Cancer survivor's art goes from despair to hope

Laura Marble May 16, 2007
Sometimes, feelings lie too deep for words.
When Janie Cohen underwent radiation for skin cancer, and when disappointing results led to other treatments, she dealt with her pain through art.
The 62-year-old Foothills resident is in remission, and a series of paintings from her journey through darkness — the “Renewal of Spirit” series — hang in the Arizona Cancer Center.
“I’m not good at sitting there and saying, ‘I feel sad, I feel depressed, I feel angry,’” Cohen said. “I don’t feel like saying it. It’s just easier on paper. I don’t feel like anybody’s going to argue with me. Canvas doesn’t argue.”
Cohen found out that she had cancer in 2003. The doctors had to take a piece of skin six inches in diameter from her thigh and graft it onto her head.
She endured radiation treatment, but the cancer returned. After 10 more removals of tiny cancerous spots and more radiation, the cancer still returned.
It was during a radiation treatment at University Medical Center that Cohen laid eyes on an advertisement for a healing arts class. Three decades earlier, she had written a book about using art as therapy for the developmentally disabled. She knew its benefits.
In a gentle environment with soothing music and inspiring stories, the longtime painter drew a mouthless self-portrait titled “No Voice.” Nobody had asked her if she wanted cancer. Nobody had given her a chance to turn down its disruption of her life. The portrait spoke more than words.
When the healing arts class ended, her feelings didn’t. So she continued one-on-one lessons with the instructor, often striking canvases as if they were punching bags.
“My goal was to just smear paint to get the frustration, anger and terror out,” Cohen said.
The results were dark.
“They were all the same,” Cohen said. “Invariably they would end up with streams of dripping paint down the left side of the canvas. I didn’t realize it when I did the first ones. I didn’t connect that my surgery was on the left side of my head.”
All the smearing and slapping helped Cohen at first, but as she worked through her grief at being sideswiped by disease, this style of painting began dragging her down.

*Tasks for this exercise*:
A. Translate this sentence from the article on the cancer survivor's art into Spanish: "Cohen found out that she had cancer in 2003."
B. Reproduce the part of the article on the cancer survivor's art starting with "Cancer survivor's art" and going on through "Arizona Cancer Center.".

*Information*:
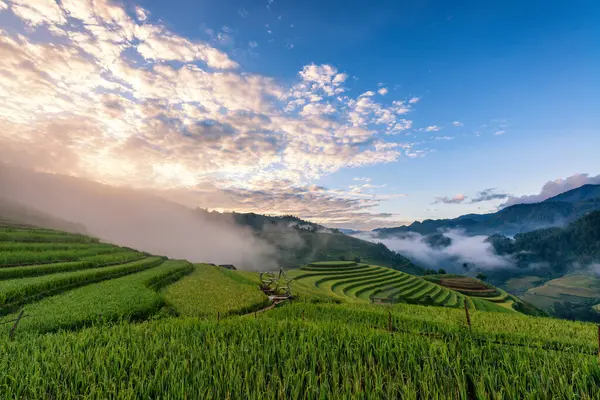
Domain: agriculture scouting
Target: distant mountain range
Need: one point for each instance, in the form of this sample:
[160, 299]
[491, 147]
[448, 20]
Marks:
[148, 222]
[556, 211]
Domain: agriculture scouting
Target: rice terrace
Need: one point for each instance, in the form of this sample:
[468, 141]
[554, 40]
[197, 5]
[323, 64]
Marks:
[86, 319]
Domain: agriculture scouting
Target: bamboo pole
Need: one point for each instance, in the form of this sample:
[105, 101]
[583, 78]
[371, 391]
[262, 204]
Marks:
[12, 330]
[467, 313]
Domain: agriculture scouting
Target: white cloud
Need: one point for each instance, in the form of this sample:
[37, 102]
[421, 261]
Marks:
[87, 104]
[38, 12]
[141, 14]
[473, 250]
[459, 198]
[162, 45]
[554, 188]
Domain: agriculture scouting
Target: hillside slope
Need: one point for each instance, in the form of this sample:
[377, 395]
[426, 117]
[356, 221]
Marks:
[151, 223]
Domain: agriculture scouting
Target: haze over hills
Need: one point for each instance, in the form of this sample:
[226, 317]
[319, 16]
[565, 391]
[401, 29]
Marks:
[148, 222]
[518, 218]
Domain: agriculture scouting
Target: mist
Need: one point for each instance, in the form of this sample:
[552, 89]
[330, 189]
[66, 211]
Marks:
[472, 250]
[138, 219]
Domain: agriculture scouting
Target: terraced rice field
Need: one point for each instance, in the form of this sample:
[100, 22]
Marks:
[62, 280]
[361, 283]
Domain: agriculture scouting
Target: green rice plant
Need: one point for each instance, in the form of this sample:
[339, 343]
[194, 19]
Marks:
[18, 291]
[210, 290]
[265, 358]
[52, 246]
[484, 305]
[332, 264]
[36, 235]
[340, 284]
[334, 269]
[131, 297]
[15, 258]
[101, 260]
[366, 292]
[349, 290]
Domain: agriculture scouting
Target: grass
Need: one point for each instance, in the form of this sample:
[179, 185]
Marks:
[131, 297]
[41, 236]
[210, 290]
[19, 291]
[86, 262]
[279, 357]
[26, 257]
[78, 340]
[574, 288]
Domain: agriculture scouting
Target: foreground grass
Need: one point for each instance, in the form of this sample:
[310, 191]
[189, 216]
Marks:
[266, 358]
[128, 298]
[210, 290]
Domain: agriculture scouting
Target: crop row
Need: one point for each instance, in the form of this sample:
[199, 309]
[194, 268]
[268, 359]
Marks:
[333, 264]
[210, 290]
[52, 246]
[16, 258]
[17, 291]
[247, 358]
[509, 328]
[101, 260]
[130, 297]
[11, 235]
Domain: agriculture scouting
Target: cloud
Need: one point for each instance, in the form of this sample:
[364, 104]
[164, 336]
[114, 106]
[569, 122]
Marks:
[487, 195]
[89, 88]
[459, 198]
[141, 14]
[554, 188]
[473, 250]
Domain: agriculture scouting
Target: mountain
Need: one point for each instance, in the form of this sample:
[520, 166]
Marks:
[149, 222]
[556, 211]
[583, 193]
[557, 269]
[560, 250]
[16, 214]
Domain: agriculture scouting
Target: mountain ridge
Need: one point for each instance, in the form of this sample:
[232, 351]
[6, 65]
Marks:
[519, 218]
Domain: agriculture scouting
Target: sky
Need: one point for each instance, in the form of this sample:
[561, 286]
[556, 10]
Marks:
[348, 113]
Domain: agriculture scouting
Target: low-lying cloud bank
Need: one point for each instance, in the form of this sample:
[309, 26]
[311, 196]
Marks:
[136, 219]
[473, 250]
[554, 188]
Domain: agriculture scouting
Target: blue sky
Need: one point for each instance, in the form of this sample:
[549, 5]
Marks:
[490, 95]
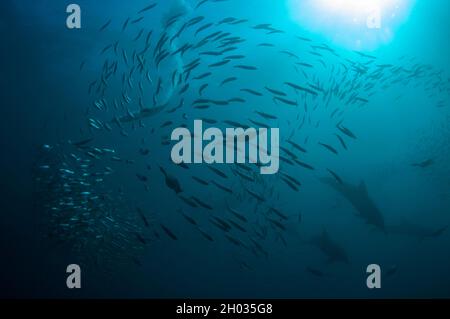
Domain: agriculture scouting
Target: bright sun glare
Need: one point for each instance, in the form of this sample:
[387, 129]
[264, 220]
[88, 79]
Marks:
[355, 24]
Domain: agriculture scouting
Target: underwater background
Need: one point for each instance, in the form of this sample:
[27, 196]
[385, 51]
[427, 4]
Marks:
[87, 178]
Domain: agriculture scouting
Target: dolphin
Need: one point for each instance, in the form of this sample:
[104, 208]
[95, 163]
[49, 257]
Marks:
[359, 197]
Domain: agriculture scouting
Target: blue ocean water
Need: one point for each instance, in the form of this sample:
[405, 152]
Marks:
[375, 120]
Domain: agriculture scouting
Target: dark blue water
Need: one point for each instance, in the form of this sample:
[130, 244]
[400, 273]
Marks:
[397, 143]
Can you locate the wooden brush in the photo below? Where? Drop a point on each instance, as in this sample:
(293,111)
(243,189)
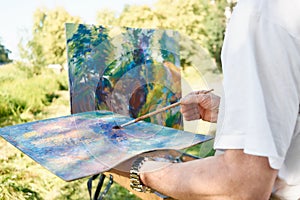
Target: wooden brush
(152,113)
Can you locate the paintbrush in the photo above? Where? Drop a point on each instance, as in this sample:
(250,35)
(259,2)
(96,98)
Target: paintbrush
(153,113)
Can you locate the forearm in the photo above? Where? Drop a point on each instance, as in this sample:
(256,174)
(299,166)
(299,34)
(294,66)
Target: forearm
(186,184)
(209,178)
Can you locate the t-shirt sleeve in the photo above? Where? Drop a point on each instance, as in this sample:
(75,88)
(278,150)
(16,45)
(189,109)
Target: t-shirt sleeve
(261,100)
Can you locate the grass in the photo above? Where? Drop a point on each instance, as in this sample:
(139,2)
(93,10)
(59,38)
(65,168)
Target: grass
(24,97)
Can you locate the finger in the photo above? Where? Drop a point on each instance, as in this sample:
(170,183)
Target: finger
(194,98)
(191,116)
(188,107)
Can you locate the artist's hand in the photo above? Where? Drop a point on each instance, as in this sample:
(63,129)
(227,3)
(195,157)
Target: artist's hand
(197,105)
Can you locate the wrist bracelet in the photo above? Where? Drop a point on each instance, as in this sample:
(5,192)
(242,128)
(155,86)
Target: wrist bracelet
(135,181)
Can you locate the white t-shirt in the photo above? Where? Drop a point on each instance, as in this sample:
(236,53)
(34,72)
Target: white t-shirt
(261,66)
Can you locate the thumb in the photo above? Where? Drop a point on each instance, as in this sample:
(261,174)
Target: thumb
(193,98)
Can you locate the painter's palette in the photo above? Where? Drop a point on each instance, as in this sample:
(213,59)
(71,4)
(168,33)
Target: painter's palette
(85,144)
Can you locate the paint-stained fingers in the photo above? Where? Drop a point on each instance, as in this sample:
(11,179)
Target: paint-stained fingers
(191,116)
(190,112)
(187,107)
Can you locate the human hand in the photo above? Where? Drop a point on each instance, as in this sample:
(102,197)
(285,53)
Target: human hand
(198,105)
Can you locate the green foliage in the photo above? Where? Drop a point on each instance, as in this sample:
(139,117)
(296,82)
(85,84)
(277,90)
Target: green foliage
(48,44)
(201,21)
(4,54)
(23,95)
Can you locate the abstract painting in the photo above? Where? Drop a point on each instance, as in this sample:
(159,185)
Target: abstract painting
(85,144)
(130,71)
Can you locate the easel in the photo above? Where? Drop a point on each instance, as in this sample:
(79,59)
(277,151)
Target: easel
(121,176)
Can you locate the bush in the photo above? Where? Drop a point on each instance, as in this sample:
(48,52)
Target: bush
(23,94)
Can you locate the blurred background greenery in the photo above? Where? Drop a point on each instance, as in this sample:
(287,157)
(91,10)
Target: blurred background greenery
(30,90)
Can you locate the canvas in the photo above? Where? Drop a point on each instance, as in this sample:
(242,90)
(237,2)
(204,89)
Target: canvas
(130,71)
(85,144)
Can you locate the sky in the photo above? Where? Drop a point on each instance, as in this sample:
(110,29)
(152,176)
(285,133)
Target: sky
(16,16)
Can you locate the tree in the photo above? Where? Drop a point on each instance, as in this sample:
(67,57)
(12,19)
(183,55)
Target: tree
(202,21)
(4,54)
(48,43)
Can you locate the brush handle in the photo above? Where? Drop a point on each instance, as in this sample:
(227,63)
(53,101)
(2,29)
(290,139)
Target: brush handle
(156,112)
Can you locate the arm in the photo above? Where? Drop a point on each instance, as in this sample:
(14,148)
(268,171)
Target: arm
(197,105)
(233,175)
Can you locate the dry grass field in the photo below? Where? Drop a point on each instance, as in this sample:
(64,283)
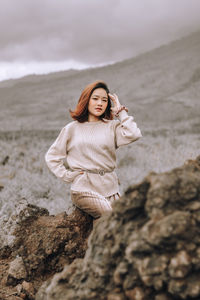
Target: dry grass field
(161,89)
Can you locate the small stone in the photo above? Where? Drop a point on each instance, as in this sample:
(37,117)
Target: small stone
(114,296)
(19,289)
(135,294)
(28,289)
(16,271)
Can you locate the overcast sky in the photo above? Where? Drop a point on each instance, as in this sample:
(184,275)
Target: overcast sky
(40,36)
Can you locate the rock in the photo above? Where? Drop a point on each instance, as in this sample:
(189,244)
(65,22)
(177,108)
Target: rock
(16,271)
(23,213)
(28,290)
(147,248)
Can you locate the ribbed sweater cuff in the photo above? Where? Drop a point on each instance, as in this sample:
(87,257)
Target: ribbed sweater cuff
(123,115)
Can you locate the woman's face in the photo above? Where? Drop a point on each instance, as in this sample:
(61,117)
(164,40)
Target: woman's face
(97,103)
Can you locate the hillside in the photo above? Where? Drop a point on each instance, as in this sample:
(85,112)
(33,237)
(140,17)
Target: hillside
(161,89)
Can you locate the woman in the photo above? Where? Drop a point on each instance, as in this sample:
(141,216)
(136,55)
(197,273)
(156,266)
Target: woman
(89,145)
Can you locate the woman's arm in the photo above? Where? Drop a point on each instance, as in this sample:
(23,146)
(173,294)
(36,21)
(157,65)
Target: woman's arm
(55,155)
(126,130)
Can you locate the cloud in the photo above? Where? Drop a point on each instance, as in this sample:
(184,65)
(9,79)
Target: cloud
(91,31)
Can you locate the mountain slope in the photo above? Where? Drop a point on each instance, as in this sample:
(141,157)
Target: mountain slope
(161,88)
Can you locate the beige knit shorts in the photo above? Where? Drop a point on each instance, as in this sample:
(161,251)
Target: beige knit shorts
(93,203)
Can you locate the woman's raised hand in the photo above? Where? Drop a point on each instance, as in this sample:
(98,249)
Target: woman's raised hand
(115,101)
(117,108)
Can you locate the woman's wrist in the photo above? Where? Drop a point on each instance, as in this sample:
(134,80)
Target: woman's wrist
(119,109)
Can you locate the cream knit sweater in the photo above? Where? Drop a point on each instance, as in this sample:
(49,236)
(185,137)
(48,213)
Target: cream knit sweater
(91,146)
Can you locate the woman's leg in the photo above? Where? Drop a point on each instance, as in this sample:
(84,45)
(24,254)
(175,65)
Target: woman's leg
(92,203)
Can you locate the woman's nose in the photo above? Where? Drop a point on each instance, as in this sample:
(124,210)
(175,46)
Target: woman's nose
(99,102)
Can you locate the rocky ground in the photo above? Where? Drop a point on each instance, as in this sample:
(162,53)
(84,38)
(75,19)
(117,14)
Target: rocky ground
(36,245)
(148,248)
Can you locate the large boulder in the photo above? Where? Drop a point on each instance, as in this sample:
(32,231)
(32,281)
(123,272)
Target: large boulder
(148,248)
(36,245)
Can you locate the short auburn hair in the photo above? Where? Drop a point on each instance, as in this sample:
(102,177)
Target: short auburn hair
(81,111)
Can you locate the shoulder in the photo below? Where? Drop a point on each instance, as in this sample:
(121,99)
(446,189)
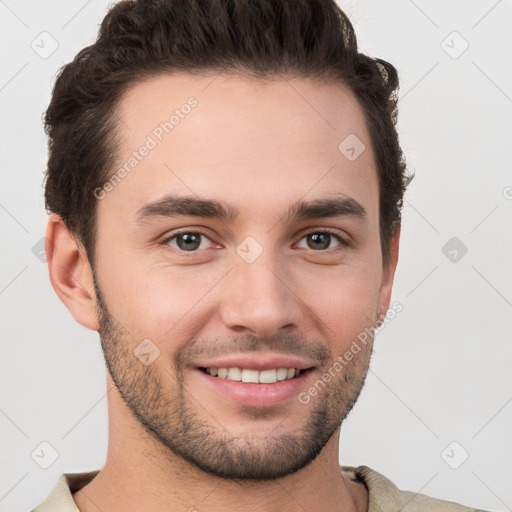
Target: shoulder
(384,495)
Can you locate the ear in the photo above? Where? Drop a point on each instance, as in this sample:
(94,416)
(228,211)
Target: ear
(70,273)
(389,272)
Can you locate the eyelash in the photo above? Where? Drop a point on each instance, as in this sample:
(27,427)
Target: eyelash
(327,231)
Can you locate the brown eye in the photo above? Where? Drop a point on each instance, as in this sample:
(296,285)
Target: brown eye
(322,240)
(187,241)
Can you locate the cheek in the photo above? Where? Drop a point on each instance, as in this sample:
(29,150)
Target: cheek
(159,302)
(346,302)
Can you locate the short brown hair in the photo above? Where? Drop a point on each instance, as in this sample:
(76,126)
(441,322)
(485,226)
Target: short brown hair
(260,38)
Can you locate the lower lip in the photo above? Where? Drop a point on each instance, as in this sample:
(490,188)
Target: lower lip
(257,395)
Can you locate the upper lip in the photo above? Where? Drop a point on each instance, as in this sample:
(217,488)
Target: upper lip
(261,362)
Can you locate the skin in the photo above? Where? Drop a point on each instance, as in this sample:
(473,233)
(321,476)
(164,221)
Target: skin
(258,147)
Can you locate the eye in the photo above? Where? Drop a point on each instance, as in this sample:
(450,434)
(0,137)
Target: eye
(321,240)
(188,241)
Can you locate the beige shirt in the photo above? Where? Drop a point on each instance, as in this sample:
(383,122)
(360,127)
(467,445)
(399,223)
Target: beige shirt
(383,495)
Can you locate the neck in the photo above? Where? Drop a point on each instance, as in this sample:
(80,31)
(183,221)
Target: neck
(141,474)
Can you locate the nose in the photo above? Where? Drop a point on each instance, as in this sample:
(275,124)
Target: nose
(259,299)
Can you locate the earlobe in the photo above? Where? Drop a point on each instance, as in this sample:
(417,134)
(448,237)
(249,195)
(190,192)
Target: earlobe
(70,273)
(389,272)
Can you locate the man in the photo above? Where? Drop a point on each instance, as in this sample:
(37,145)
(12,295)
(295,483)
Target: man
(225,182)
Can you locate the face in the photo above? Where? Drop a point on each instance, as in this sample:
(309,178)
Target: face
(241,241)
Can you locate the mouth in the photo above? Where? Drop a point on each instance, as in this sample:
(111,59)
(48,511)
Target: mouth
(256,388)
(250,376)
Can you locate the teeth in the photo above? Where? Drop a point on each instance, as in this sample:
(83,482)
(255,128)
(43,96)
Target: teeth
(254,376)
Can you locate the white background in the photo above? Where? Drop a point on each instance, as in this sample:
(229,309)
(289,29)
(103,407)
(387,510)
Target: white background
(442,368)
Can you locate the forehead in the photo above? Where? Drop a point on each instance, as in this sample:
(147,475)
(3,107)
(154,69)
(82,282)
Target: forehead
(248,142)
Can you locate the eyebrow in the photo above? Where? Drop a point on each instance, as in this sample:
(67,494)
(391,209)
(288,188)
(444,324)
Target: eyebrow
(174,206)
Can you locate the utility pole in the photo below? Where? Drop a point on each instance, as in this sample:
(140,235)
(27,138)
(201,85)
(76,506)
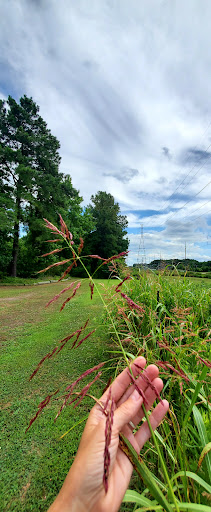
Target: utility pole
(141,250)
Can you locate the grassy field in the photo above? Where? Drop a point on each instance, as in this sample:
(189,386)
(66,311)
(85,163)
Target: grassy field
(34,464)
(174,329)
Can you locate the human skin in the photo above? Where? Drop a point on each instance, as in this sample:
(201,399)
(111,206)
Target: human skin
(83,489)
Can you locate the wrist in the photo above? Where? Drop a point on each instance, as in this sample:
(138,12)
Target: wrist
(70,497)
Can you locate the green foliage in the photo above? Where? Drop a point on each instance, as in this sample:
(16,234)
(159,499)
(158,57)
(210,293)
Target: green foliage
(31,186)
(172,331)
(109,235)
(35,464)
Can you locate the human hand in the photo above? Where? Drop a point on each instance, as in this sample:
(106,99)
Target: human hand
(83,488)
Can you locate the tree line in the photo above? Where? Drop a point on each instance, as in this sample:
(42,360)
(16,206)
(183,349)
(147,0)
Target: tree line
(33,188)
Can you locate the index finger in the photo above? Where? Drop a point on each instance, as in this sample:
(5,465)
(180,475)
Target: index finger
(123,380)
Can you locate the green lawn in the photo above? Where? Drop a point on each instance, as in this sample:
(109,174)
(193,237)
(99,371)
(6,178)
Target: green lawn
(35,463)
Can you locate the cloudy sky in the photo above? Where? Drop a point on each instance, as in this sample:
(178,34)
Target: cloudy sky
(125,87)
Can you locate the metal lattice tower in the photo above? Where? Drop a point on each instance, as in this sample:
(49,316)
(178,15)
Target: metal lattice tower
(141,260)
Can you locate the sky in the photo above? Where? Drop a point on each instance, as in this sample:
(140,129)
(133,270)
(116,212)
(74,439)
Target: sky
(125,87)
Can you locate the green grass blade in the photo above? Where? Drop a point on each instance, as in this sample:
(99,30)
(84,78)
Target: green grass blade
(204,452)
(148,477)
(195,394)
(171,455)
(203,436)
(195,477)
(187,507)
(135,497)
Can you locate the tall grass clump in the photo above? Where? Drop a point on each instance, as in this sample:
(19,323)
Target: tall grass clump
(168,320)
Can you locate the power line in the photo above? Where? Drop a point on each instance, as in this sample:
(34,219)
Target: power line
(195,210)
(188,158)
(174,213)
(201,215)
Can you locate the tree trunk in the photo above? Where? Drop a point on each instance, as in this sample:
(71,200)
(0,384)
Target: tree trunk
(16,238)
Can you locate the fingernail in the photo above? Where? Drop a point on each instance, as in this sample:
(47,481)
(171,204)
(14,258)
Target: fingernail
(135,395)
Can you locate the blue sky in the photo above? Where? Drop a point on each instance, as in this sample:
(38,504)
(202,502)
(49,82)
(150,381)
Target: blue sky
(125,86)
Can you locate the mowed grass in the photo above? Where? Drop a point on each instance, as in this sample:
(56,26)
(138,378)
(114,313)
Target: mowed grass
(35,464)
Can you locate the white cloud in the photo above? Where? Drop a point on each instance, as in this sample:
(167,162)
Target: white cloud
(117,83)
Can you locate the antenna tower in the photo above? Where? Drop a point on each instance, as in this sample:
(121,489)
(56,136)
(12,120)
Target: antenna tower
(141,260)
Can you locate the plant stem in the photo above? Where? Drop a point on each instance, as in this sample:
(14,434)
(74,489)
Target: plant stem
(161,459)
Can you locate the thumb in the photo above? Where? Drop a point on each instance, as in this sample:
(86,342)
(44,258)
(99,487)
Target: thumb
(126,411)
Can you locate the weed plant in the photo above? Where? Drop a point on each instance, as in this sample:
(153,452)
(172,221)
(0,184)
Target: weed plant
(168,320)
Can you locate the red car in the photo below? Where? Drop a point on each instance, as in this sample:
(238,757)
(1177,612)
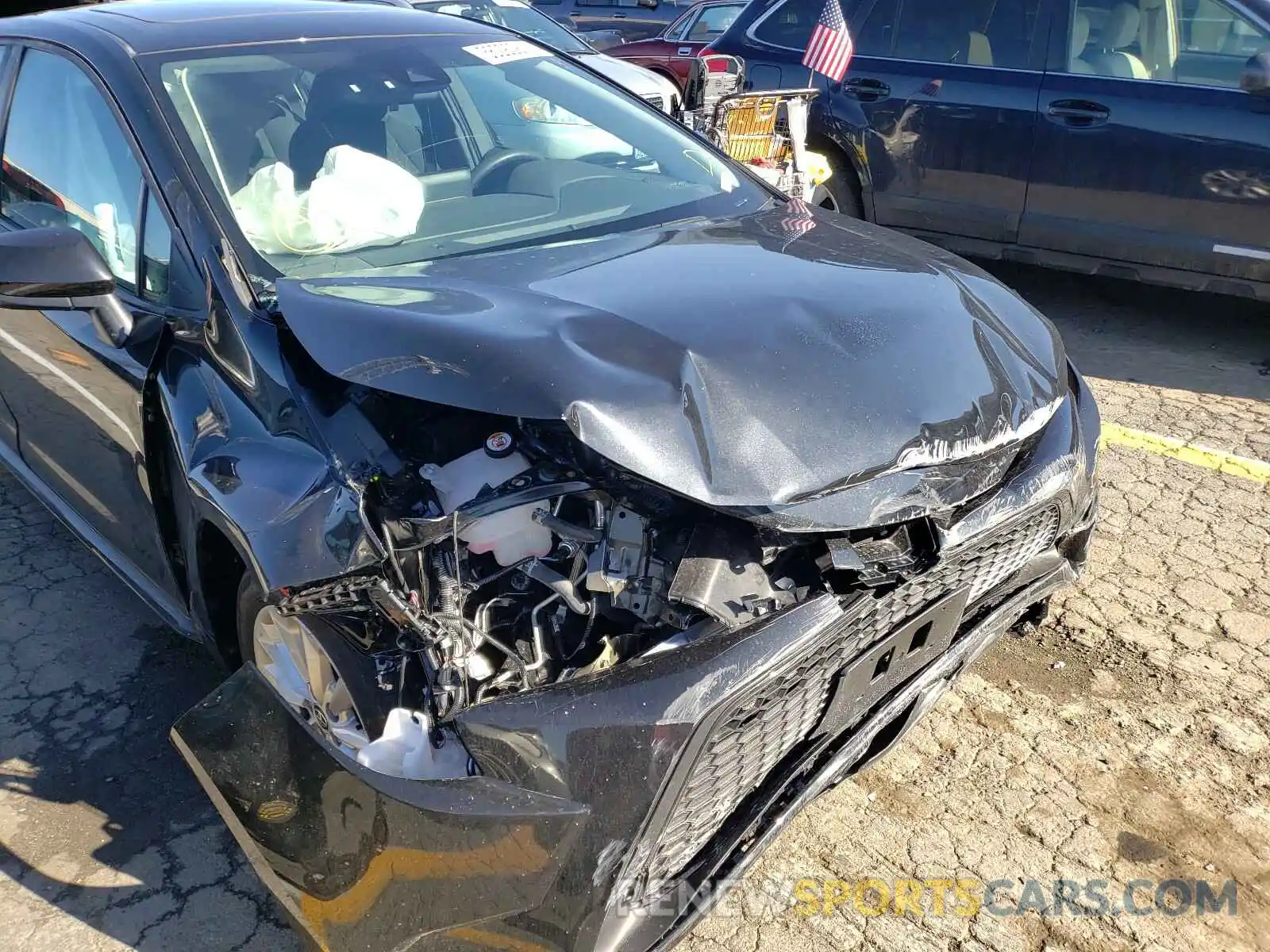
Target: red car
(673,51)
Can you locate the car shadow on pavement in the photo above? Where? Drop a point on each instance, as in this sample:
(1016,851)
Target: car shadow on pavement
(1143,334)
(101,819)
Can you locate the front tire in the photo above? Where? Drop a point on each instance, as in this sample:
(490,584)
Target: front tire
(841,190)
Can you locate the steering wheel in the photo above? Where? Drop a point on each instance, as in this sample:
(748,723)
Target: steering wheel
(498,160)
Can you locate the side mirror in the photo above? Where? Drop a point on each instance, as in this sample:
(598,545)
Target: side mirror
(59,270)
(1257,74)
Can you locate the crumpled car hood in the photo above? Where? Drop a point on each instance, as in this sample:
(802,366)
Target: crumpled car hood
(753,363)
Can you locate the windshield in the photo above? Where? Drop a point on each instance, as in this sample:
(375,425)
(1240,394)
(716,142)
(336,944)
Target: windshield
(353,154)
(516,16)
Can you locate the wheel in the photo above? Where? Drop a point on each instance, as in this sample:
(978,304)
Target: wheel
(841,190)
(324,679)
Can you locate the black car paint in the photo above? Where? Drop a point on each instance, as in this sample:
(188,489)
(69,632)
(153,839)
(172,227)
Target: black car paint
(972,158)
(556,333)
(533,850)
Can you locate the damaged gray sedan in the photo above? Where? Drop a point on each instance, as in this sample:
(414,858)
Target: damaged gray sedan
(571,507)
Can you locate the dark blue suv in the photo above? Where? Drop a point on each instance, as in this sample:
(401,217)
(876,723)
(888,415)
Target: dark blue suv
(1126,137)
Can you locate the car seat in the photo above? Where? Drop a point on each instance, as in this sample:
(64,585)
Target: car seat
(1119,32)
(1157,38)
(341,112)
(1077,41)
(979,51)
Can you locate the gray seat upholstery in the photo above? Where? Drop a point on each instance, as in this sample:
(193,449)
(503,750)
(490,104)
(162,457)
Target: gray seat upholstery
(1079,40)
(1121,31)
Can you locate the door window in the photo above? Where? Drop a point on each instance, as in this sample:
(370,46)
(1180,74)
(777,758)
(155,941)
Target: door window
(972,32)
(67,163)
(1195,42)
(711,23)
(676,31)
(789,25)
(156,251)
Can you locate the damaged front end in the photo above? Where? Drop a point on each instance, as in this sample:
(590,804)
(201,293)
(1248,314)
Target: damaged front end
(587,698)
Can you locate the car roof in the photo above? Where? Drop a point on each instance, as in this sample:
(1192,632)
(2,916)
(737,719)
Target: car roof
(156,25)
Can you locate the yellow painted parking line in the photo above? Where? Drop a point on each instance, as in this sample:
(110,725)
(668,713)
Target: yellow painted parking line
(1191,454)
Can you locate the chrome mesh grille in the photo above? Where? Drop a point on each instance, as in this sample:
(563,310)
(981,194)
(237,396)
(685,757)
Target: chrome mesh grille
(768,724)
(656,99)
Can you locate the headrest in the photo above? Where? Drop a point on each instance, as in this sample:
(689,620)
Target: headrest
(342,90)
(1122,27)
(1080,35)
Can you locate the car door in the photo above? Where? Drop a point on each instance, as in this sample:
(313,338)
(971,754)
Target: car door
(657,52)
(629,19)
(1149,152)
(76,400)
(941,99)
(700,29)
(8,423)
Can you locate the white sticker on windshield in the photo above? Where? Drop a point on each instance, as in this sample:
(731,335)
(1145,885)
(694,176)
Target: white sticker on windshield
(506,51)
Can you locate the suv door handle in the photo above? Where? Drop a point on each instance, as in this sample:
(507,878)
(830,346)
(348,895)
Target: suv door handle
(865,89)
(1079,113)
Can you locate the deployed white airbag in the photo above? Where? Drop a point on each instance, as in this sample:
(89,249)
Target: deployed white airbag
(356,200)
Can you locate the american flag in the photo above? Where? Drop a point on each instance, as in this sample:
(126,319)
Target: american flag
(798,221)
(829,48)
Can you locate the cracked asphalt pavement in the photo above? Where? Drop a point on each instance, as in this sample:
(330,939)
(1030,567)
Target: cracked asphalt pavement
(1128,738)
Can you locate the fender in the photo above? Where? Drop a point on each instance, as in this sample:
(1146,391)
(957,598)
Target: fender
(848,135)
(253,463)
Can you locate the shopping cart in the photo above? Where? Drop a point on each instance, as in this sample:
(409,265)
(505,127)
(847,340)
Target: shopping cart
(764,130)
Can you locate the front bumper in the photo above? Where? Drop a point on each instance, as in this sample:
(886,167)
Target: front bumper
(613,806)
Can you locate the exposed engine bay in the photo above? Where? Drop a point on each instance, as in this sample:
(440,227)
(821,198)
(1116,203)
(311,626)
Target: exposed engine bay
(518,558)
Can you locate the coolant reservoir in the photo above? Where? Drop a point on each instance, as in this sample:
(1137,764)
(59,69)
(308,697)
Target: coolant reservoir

*Solutions by task*:
A. Cohen se enteró de que tenía cáncer en 2003.

B.
Cancer survivor's art goes from despair to hope

Laura Marble May 16, 2007
Sometimes, feelings lie too deep for words.
When Janie Cohen underwent radiation for skin cancer, and when disappointing results led to other treatments, she dealt with her pain through art.
The 62-year-old Foothills resident is in remission, and a series of paintings from her journey through darkness — the “Renewal of Spirit” series — hang in the Arizona Cancer Center.